:: Instruções ::
Liste todos os moradores dos cortiços que são citados pelo nome na reportagem sobre a fachada pintada pela construtora. Indique a profissão e a idade de cada um.
─── Texto fornecido ───
Casarão próximo a lançamento imobiliário muda de aparência com reforma na fachada, mas continua precário por dentro

Construtora de prédio maquia cortiços

AMARÍLIS LAGE
DA REPORTAGEM LOCAL

Por fora, bela viola. Por dentro, pão bolorento. É assim que a vendedora Maria Benedita dos Santos Silva, 55, define a casa em que vive, na rua Artur Prado, região central de São Paulo. A fachada, recém-pintada, faz com que o imóvel se assemelhe a um casarão de classe média. Assim que o portão é aberto, porém, o visitante se vê diante de um cortiço.
A "ilusão de ótica" é explicada pelos próprios moradores do local. Segundo eles, a construtora Cyrela maquiou a fachada de três cortiços vizinhos para não prejudicar as vendas de um condomínio de luxo que está sendo construído na região -o Vereda Paraíso. "Se não pintasse [a fachada], o pessoal ia dizer que aqui é maloca. E quem é que vai querer morar perto de maloca?", questiona a vendedora.
Fora Benedita, que acha que a situação piorou, todos os moradores dos cortiços ouvidos pela reportagem não hesitam em dizer que a reforma agradou. "Tinha gente com vergonha de dizer que morava aqui dentro", afirma o frentista Reinaldo Silva, 34, que administra uma das casas.
Mas isso não os impede de dizer que também se sentiram discriminados pelos novos vizinhos ricos. "Só fizeram isso porque as pessoas podiam desistir de comprar, achar que a gente é favelado. Se não quisessem fazer o prédio, não ia ter ajuda nenhuma", diz a faxineira Ana Paula Barbosa, 22.
─── Dados apresentados ───
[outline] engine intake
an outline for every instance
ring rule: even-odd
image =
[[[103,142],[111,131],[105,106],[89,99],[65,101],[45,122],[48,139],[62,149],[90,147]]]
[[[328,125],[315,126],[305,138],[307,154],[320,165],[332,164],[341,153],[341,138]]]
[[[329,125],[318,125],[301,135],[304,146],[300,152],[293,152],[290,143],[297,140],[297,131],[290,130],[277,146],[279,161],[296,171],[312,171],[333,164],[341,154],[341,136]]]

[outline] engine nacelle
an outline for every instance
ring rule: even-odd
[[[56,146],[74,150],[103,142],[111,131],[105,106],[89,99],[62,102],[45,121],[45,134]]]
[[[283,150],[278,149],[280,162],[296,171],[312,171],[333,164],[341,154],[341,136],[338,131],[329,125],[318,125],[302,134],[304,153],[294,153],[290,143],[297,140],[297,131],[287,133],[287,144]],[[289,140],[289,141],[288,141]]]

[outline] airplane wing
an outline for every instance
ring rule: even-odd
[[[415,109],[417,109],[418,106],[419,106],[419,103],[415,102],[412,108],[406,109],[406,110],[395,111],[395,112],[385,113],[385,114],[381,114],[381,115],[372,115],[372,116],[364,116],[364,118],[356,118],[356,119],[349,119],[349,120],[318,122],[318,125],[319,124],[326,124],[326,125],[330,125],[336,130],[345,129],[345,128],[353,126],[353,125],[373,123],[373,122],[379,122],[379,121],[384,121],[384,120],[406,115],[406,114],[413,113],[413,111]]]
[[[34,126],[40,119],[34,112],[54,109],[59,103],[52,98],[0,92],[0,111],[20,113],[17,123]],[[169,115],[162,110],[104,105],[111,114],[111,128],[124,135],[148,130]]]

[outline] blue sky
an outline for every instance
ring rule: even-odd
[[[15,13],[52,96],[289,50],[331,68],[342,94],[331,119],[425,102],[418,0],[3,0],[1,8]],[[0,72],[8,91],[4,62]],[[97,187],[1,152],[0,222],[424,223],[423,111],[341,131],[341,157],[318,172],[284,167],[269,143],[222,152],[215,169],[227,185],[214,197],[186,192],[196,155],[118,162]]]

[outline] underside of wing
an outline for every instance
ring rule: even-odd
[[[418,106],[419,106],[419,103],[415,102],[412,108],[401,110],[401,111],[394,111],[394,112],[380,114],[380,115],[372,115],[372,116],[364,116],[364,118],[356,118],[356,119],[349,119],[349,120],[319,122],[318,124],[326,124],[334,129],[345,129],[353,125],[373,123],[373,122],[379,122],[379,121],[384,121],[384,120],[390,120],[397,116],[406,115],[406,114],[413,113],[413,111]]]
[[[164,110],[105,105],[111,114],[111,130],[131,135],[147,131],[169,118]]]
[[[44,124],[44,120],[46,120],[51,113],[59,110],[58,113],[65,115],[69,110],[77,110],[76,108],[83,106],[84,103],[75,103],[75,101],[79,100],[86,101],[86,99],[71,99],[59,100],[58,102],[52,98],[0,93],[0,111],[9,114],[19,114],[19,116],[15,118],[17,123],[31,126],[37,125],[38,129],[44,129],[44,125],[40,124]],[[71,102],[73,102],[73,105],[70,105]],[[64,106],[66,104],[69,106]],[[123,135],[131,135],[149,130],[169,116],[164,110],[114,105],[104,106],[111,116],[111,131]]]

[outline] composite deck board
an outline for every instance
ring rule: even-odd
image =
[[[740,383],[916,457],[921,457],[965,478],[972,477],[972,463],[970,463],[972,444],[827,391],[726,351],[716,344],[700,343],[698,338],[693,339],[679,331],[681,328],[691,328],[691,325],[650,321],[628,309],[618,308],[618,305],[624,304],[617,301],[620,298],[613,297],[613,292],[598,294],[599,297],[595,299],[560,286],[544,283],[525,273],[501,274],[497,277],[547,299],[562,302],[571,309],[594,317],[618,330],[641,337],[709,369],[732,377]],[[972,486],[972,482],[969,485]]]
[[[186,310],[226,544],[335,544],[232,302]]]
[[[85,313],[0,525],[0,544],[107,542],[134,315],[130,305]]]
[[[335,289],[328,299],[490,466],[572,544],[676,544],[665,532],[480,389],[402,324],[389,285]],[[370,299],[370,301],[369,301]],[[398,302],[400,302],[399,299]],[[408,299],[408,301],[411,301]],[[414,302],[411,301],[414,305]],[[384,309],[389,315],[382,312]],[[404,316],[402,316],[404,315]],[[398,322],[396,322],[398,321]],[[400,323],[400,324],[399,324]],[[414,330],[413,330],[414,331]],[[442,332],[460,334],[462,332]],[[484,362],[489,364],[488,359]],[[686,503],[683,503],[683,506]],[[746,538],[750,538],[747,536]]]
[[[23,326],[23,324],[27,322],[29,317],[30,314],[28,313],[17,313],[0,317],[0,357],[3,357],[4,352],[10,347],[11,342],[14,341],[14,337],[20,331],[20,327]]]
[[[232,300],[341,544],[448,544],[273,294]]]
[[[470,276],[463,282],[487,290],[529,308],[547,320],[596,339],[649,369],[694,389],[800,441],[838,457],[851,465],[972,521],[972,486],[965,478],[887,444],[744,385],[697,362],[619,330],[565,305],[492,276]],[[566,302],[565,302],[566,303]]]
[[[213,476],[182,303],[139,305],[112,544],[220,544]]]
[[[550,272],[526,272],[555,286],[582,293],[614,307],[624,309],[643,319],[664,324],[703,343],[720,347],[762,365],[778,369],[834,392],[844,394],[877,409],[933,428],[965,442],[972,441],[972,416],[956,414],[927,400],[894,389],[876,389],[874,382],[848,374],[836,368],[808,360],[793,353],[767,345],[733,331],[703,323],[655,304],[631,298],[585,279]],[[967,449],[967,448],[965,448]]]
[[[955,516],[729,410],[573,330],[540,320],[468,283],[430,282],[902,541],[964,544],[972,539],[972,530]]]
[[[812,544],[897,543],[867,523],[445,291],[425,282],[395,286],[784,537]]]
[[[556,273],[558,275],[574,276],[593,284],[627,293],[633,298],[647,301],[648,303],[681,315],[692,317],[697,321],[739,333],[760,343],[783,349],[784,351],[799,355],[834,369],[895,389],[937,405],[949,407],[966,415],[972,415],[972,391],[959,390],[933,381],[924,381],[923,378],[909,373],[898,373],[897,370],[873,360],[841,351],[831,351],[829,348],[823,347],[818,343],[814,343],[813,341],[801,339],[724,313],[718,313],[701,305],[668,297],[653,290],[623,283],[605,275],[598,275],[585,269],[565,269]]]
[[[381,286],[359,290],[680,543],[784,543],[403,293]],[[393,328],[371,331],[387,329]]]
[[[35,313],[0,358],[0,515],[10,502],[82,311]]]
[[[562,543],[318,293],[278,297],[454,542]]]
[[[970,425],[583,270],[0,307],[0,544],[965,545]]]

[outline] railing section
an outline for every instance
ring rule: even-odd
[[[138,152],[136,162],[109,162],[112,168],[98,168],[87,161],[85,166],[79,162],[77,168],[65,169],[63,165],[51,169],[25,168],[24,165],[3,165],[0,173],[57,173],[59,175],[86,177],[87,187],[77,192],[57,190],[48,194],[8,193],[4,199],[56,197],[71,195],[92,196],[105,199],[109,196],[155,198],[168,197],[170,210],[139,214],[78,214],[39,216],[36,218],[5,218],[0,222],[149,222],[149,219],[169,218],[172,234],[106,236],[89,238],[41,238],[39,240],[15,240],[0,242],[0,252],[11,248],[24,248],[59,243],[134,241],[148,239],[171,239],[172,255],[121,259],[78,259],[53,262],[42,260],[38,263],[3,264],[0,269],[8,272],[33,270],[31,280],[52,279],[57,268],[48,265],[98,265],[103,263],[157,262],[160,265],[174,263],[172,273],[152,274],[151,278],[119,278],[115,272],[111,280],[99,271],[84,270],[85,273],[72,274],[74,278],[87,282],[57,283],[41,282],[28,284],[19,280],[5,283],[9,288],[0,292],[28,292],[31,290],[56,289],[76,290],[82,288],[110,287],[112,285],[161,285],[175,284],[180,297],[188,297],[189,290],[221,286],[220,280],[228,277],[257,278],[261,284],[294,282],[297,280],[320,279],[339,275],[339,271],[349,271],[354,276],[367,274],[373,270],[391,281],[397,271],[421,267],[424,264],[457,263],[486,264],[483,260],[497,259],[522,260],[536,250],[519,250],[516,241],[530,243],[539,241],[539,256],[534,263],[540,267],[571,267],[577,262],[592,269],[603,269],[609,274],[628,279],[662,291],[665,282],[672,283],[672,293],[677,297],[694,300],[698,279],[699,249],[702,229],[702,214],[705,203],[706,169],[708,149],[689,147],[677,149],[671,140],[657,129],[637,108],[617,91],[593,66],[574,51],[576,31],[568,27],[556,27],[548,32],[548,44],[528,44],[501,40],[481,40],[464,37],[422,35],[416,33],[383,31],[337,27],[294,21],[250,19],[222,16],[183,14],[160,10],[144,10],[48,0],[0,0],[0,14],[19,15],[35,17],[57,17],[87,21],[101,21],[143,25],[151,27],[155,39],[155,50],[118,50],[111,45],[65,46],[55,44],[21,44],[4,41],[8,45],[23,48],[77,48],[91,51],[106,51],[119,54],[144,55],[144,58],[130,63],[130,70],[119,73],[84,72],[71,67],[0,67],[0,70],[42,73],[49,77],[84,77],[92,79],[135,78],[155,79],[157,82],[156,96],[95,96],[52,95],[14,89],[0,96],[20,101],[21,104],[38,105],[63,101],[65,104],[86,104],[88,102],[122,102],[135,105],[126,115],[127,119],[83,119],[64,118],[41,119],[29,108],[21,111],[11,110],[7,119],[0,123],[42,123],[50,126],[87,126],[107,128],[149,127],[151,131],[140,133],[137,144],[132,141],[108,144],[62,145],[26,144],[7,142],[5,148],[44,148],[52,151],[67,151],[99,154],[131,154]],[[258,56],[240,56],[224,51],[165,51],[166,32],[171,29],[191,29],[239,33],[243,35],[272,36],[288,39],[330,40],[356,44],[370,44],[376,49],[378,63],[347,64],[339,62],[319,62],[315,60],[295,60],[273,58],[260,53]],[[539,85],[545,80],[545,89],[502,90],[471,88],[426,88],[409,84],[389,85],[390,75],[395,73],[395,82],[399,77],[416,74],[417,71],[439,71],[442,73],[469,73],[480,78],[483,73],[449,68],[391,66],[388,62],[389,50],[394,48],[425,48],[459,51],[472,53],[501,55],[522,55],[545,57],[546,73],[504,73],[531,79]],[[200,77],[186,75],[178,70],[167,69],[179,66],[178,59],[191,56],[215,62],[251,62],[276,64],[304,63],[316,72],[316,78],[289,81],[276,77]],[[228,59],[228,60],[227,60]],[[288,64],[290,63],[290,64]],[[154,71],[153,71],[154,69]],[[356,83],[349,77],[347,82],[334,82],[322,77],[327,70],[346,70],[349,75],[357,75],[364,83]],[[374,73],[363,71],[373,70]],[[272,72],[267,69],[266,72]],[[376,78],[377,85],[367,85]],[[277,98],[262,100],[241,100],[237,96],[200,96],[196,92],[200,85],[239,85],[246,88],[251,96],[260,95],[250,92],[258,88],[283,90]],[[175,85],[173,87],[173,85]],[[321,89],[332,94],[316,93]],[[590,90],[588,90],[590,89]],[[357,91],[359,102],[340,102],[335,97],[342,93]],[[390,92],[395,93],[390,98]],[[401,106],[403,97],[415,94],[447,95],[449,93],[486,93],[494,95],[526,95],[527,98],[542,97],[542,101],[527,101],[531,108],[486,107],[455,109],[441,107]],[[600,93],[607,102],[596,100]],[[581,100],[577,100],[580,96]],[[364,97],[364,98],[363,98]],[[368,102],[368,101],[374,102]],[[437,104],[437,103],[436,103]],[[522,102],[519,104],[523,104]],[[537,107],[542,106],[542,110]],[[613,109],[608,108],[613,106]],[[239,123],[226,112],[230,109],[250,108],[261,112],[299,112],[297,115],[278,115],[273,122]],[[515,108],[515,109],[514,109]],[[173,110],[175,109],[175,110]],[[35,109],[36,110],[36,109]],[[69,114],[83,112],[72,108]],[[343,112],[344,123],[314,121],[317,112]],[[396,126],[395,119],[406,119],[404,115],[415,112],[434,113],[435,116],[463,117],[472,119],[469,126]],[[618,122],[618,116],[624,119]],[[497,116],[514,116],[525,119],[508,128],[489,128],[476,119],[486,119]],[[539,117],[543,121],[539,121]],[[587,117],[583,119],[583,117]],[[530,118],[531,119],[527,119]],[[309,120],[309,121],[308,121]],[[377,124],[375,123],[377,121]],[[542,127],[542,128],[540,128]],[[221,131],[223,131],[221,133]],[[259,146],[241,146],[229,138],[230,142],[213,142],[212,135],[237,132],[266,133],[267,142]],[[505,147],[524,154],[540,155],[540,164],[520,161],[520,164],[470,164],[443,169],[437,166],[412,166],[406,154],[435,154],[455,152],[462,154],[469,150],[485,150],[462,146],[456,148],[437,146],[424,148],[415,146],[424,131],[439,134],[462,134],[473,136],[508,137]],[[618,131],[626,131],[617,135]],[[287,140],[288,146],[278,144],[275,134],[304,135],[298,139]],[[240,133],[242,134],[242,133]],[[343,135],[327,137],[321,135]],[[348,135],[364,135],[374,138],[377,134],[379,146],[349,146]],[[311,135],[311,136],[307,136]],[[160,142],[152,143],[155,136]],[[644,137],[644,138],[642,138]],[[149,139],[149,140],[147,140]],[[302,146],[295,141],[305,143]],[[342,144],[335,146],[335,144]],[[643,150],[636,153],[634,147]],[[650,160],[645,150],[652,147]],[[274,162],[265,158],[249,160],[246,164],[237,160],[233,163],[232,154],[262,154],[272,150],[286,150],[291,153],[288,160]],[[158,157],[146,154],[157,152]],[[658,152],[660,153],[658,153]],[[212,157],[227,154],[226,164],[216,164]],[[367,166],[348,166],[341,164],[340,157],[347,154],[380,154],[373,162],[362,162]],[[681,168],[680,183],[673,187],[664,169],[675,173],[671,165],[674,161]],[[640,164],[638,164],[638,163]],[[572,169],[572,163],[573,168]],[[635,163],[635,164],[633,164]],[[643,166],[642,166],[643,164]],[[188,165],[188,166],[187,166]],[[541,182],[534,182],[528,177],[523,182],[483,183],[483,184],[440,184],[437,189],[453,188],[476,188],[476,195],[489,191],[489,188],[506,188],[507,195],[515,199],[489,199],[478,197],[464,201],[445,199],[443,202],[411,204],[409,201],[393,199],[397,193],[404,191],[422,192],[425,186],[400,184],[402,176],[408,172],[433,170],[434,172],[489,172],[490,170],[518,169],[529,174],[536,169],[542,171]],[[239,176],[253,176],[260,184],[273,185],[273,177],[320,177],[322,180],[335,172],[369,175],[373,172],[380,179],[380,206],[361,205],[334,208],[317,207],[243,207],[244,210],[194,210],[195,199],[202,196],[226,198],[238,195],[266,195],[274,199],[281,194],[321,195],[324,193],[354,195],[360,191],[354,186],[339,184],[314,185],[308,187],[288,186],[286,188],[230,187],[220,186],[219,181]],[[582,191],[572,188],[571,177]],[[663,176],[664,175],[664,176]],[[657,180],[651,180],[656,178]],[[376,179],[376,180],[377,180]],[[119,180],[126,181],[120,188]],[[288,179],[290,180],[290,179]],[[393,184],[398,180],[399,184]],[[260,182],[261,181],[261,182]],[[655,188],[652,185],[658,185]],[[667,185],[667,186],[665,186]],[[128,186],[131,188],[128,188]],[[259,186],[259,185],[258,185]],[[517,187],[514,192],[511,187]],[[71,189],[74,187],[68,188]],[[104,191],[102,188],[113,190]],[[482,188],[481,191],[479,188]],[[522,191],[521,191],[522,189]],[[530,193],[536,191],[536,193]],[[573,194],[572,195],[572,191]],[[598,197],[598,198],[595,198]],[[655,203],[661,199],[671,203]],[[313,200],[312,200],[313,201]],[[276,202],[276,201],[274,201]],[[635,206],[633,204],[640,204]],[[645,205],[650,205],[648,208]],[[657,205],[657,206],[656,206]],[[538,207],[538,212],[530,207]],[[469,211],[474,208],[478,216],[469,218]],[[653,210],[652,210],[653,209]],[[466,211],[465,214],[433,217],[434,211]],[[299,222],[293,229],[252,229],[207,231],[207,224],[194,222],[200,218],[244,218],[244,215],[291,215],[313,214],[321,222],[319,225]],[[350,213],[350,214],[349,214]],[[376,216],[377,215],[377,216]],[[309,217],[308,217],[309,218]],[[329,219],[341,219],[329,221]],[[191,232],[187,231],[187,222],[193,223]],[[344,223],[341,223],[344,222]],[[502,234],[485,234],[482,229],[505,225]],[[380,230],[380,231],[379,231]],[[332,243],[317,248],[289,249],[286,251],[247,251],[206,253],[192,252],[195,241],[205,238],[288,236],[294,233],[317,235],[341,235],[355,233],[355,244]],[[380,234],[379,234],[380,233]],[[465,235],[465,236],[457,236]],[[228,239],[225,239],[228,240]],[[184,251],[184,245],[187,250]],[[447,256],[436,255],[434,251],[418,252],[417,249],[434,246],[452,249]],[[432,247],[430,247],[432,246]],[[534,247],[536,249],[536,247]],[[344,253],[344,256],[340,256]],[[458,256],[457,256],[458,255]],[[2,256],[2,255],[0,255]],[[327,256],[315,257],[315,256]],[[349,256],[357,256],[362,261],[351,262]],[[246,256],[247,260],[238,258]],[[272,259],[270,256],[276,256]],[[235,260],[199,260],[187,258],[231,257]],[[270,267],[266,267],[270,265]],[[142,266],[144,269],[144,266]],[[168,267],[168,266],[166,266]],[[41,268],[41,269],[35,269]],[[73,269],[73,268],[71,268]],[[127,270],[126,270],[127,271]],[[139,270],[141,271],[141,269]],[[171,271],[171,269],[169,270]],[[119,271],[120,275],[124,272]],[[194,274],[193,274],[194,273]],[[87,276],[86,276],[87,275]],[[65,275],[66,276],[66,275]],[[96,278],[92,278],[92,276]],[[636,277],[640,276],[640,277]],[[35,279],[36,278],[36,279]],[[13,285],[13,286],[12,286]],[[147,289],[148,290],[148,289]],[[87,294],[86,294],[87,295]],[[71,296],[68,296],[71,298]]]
───
:: Resolução ::
- Maria Benedita dos Santos Silva, vendedora, 55 anos
- Reinaldo Silva, frentista, 34 anos
- Ana Paula Barbosa, faxineira, 22 anos